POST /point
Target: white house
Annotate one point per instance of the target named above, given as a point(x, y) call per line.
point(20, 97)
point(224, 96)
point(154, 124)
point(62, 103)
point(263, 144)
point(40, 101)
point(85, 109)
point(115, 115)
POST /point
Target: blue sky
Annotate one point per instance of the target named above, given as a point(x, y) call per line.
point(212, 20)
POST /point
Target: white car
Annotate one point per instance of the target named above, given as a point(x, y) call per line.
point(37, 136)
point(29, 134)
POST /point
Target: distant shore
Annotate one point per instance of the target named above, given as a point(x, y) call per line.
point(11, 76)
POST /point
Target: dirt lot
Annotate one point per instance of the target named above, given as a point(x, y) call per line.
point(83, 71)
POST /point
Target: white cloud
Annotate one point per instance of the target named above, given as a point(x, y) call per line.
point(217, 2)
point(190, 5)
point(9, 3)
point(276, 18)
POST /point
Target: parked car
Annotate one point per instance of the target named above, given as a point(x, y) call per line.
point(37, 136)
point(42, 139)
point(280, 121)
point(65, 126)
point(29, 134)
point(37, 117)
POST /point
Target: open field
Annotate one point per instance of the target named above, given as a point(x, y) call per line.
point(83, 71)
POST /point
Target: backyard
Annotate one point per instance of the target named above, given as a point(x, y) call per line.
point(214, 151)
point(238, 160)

------------------------------------------------

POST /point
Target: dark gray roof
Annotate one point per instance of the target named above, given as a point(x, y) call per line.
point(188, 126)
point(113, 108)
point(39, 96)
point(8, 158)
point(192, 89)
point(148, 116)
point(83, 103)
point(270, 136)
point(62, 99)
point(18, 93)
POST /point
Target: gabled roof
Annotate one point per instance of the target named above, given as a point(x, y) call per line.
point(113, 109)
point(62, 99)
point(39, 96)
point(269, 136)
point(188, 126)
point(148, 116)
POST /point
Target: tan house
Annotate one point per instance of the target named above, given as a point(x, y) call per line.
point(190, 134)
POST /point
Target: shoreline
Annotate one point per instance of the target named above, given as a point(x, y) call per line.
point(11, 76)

------------------------------------------------

### Directive
Locate every line in the entries above that contains the word "white", matching case exactly, and copy each of those lines.

### Result for this task
Target: white house
Target: white car
Target: white cloud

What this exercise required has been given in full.